→ Extract
────────

Science has a long history of being hijacked by hucksters. Bogus genetic tests abound, as do suspect colon cleanses and oils to grow your telomeres. Right back to the days of bloodletting, storefront barbers would slice for a price as a supposed cure for everything from gout to acne.

But stem cells are big business. Treatments can run from a few thousand dollars to more than $40,000, according to Tim Caulfield, a lawyer and bioethicist at the University of Edmonton who has written many papers on the subject.

Thousands of people a year – whether desperate patients with chronic diseases or healthy ones in search of a nip or tuck – pay the price.

“The conditions are perfect for quackery,” Prof. Caulfield says. “The phrase ‘stem cells' is synonymous with ‘cutting edge.' From a scientific perspective, it's a very loaded term. And for marketing it's a very exciting term.”

And the market is booming. With the spread of patient activism, the growing mistrust of the medical establishment and the flood of information on the Web, patients can shop the world's clinics not only for faster or cheaper treatments, but for those unproven by mainstream science.

Hair like Superman's, in a single bound

All Terry Lidstone knew about stem cells before he agreed to have his own injected into his head was that they seemed like a powerful, complicated piece of the future. But, as he tells me by phone from his home in St. John's, all he really cared about at the time was his hair.

Mr. Lidstone had loved his hair – thick and blond, “it was beautiful.” Losing it at the age of 35 was the worst thing that ever happened to him.

“I was totally destroyed by it,” says the self-described millionaire, now 52. “My wife will tell you: I would get pissed off every morning. … I stood on my head for years to get the blood going to my scalp.”

Worse, as the prominent owner of a string of Newfoundland gas stations with 90 employees, he was regularly in the public eye. He considered a hair transplant, but had an aversion to hospitals. Only wintering in Florida finally changed his mind.

“Tampa is the capital for cosmetics,” he says. “Sunshine, everyone looking good, in bathing suits all the time. … Florida pushed me over the edge.”

That's when he found John Satino, owner of the Hair and Scalp Laser Clinic in Clearwater, Fla. The online information impressed him, as did meeting Mr. Satino – “he's charismatic.” He also liked the doctored pictures on the clinic wall of a bald Bill Clinton, Elvis Presley and Superman – which “showed you the difference hair makes.”

────────

→ Questions
A: In the stem cell article, what business does Terry Lidstone own?
B: Continue the stem cell article from its last sentence.

→ Record extracts
────────

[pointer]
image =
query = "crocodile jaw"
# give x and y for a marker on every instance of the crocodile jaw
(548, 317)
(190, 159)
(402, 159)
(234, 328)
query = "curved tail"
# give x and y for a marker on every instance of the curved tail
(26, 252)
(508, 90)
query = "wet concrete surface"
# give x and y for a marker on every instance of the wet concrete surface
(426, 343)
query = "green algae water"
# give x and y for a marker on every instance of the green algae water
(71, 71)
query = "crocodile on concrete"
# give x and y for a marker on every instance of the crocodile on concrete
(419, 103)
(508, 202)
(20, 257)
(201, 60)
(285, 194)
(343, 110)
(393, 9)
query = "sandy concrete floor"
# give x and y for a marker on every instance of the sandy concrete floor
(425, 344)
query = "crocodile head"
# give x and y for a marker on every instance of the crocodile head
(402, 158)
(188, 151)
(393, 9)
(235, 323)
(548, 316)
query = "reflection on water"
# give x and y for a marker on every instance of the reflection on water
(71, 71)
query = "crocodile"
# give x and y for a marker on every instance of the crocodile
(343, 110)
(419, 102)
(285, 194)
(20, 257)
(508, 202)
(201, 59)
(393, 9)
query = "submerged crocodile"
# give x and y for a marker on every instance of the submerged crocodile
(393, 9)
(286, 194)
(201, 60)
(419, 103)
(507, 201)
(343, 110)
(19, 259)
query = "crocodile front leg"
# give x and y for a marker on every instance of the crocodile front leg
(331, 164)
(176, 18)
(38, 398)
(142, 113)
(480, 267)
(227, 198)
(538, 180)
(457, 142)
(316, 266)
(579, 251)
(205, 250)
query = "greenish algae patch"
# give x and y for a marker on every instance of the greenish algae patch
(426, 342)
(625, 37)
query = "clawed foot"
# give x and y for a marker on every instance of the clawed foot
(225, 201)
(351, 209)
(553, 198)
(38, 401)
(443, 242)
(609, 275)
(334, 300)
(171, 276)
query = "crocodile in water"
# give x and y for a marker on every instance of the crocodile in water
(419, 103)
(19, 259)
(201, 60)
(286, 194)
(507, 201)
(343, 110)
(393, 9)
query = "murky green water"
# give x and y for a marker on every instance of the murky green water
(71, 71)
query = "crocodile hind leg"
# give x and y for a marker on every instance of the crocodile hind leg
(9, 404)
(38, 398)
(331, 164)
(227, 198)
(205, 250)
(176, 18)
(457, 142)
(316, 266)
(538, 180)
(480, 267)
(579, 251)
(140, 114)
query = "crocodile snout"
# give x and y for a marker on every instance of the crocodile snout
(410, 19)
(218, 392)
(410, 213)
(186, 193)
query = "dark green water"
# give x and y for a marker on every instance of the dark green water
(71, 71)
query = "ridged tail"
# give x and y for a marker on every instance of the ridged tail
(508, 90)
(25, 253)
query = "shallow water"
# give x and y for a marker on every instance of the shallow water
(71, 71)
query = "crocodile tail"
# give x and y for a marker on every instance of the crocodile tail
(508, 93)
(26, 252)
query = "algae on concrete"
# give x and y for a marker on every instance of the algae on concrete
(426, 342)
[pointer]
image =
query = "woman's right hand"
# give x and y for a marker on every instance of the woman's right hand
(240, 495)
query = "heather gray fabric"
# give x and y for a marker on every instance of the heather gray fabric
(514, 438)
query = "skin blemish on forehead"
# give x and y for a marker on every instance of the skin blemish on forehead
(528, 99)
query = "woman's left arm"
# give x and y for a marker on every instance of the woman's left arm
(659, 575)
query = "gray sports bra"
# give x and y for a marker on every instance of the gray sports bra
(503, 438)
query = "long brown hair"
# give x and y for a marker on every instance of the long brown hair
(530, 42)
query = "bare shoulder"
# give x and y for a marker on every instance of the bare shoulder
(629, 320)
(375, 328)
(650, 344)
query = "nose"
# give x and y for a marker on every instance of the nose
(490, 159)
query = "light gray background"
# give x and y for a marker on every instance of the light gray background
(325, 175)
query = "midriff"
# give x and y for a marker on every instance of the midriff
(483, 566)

────────

→ Outputs for the tasks
A: A string of Newfoundland gas stations with 90 employees.

B:
Mr. Lidstone had signed up for a standard hair transplant when Mr. Satino told him he was also trying something new with stem cells: He could use the ones in Mr. Lidstone's own blood to enhance the transplanted follicles on his crown and to encourage new growth. Mr. Lidstone decided to pay the extra $1,500.

“[Mr. Satino]told me there were no guarantees,” he says. “He told me, ‘You'd be the first Canadian to have it done.’ ”

Who is keeping watch?

Many companies say they can use a patient's own stem cells in the treatments they market. Adult stem cells, however – extracted from blood, fat, bone marrow or other body parts – do not have the same shelf life or versatility as those from an embryo, which can renew infinitely and grow into all of the body's tissue types.

Anti-abortion opponents of embryonic stem-cell research have helped the world's hucksters by spreading misinformation, says Sean Morrison, director of the International Society of Stem Cell Research (ISSCR).

“Both president [George W.]Bush and the Catholic Church have all said, ‘Oh, why use human embryonic stem cells, when there are plenty of stem cells in umbilical cords?' – implying that all stem cells have equal powers to regenerate.”

Mr. Sipp of the RIKEN institute, a member of the ISSCR, adds that clinics often use various agents to manipulate a patient's stem cells to grow into the tissue they want – “and the risk increases that their chromosomes will become unstable.”

Dr. Morrison, who also heads stem-cell research at the University of Michigan, says that even in cosmetics, where plastic surgeons have long transferred fats and tissues from one body site to another, unproven stem-cell procedures pose a potential danger.

In December, reports surfaced that two patients had died after receiving "anti-aging" stem-cell infusions through a South Korean biopharmaceutical company.